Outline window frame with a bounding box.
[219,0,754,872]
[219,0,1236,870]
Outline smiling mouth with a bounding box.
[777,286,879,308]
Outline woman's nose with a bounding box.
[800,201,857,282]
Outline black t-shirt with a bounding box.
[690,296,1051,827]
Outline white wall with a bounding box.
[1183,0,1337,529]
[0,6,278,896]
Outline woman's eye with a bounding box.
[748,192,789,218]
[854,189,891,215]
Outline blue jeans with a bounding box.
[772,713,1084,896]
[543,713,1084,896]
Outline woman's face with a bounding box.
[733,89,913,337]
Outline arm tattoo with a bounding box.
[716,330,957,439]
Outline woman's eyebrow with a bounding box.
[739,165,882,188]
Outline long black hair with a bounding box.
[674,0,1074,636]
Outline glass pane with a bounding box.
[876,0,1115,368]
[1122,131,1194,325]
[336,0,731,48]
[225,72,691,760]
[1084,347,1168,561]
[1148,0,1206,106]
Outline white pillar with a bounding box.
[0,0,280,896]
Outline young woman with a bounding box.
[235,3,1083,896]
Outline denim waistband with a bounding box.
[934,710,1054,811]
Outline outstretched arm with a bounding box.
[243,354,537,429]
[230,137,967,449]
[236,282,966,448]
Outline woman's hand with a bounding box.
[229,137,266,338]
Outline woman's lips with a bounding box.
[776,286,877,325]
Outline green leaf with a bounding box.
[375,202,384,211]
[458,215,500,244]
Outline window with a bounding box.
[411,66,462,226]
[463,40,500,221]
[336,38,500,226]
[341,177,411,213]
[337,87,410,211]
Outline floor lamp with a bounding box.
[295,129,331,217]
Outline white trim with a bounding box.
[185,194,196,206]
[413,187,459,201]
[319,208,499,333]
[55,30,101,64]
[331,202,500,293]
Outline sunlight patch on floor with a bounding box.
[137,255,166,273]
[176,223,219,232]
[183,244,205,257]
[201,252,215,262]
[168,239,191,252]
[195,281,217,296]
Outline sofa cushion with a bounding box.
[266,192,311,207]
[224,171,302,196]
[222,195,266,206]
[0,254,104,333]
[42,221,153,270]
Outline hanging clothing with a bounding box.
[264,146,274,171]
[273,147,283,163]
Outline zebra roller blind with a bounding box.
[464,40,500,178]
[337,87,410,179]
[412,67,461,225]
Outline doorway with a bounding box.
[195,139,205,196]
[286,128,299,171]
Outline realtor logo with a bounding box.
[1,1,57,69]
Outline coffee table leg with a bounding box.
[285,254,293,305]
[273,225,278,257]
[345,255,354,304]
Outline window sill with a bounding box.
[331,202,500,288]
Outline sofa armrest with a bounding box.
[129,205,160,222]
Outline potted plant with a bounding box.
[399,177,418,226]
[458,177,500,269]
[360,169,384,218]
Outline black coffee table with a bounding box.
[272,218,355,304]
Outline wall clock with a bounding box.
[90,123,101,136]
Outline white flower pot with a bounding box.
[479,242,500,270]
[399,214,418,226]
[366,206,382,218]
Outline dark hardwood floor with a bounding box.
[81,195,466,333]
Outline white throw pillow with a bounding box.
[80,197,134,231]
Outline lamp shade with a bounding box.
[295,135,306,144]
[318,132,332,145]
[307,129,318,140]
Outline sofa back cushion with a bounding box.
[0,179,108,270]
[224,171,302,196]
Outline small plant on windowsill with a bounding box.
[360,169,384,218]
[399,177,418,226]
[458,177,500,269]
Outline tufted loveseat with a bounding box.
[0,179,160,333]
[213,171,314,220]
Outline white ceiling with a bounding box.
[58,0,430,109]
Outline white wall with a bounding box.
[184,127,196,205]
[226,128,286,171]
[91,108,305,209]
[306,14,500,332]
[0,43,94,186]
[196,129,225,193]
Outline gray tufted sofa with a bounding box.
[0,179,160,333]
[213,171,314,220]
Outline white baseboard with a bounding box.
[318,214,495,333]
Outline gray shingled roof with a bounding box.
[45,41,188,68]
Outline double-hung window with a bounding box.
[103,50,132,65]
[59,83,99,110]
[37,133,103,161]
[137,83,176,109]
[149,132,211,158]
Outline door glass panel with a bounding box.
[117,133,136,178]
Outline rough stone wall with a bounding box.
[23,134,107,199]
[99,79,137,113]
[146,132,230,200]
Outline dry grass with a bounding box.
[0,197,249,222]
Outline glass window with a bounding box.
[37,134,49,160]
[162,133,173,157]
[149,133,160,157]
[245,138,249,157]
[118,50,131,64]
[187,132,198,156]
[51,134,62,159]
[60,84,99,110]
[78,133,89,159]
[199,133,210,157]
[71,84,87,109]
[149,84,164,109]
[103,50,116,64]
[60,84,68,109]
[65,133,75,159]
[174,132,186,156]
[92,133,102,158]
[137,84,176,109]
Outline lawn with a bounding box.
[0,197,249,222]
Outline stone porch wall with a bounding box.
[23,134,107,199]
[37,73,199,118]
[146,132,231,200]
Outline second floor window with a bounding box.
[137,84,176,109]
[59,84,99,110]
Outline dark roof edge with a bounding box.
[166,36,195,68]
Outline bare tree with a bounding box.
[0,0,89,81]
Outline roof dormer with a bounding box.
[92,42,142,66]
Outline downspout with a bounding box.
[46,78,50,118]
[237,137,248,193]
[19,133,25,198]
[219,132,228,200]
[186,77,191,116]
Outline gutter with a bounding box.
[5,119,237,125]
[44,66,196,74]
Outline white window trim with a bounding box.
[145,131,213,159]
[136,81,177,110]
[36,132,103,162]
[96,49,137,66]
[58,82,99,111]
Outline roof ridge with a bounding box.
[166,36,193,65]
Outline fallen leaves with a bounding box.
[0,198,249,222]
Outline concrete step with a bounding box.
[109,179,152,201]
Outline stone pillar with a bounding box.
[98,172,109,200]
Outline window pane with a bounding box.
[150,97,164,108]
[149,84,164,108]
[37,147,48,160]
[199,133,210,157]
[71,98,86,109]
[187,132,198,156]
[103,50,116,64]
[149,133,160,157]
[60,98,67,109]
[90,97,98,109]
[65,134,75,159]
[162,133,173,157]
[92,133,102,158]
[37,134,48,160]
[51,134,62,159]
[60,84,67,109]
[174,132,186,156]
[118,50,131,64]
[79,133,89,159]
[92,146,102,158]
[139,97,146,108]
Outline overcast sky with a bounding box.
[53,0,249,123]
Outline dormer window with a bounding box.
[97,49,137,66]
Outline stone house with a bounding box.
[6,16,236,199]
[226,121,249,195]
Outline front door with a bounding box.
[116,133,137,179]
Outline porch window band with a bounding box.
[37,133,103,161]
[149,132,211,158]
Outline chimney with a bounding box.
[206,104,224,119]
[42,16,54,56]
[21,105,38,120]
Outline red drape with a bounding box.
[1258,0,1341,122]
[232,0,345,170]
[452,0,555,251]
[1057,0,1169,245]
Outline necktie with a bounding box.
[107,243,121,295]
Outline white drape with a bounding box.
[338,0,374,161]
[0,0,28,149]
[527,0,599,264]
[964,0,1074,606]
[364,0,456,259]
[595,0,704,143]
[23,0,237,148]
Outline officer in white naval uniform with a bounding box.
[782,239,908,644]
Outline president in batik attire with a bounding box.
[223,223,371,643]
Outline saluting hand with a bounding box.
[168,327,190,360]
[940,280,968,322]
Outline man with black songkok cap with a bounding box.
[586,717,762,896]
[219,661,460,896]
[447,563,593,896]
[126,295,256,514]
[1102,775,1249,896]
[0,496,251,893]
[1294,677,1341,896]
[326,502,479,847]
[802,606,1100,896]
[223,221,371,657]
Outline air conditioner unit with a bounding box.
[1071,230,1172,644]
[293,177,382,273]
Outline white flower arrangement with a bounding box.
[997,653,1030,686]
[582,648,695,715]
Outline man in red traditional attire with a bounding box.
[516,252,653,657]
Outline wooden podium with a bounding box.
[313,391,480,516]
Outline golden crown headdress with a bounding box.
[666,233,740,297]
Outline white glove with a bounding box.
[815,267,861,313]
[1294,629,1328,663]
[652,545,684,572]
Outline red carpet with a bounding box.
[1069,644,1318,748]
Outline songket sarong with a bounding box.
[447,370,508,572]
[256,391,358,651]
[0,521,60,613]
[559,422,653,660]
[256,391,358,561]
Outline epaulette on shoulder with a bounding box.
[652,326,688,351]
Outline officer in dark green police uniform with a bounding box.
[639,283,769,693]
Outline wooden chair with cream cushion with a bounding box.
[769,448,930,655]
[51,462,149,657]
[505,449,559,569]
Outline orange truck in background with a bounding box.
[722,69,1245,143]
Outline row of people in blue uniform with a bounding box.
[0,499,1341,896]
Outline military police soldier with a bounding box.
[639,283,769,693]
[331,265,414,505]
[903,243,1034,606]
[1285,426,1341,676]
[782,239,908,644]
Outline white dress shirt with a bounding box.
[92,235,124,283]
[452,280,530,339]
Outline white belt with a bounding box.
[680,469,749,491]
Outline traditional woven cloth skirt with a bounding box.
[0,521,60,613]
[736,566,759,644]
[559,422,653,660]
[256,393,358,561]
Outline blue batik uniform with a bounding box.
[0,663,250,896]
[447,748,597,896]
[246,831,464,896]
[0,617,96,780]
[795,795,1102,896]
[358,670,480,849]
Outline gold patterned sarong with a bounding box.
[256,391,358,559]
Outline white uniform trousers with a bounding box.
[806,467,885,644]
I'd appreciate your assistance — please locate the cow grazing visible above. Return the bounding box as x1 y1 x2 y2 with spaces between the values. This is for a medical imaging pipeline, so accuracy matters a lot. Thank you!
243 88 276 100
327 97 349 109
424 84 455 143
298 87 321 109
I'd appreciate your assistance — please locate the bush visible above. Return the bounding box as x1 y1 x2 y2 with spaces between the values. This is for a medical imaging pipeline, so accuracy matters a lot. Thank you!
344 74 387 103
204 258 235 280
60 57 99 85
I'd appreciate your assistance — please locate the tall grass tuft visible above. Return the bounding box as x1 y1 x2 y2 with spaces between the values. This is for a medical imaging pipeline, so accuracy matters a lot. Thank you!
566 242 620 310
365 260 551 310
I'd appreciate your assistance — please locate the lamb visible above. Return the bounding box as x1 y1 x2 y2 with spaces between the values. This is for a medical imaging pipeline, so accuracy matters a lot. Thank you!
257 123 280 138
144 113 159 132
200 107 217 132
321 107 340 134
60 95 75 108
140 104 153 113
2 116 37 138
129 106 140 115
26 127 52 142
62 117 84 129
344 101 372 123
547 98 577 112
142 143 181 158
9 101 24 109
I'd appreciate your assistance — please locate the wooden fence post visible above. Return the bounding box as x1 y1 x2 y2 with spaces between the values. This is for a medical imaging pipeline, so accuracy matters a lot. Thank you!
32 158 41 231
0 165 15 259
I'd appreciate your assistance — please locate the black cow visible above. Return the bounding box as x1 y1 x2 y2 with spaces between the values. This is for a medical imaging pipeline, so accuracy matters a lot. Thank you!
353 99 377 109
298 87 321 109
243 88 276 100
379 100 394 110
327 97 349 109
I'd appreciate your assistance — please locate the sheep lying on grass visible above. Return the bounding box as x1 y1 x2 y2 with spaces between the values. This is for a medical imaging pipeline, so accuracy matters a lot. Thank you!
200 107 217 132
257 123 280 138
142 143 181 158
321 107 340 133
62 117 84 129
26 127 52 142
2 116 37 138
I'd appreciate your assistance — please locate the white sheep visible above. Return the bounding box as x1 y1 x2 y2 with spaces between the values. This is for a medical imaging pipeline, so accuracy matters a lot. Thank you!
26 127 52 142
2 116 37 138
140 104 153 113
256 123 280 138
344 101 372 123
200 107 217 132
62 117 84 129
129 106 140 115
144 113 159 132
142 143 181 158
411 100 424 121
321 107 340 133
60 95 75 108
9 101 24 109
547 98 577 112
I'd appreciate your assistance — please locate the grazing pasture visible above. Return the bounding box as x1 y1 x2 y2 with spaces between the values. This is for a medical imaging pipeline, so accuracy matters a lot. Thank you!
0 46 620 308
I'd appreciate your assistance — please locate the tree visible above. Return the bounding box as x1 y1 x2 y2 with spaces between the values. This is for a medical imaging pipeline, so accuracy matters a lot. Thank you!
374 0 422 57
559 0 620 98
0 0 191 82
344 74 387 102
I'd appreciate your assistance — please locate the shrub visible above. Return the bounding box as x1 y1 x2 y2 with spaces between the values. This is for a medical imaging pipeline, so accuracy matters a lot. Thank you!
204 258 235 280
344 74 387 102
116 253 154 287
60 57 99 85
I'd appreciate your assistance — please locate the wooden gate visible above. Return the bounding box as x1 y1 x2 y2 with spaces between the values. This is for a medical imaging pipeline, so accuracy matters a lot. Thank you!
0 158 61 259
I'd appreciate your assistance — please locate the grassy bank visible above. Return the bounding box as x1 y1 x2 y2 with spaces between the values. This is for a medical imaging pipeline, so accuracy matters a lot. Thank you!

Your goal: Can you quote the data word for word, starting at its very first line and stopping after the line that contains "[0,0,280,896]"?

Expected answer:
Outline window frame with a bounding box.
[219,0,754,872]
[219,0,1236,870]
Outline smiling mouth with a bounding box.
[777,286,879,308]
Outline woman's nose with a bounding box.
[800,201,857,282]
Outline black t-shirt with a bounding box.
[690,296,1051,827]
Outline white wall with a bounding box.
[1183,0,1337,529]
[0,6,278,896]
Outline woman's eye with a bounding box.
[748,192,789,218]
[854,189,891,215]
Outline blue jeans with a bounding box.
[772,713,1084,896]
[543,713,1084,896]
Outline woman's face with a bounding box.
[733,89,913,337]
Outline arm tattoo with a bounding box.
[716,330,957,439]
Outline woman's eyebrow with a bounding box.
[739,165,882,188]
Outline long black hair with a bounding box.
[674,0,1074,636]
Outline glass pane with a bounding box.
[876,0,1115,368]
[1122,131,1194,325]
[336,0,731,48]
[225,72,691,760]
[1084,347,1168,561]
[1148,0,1206,106]
Outline white pillar with a bounding box.
[0,0,280,896]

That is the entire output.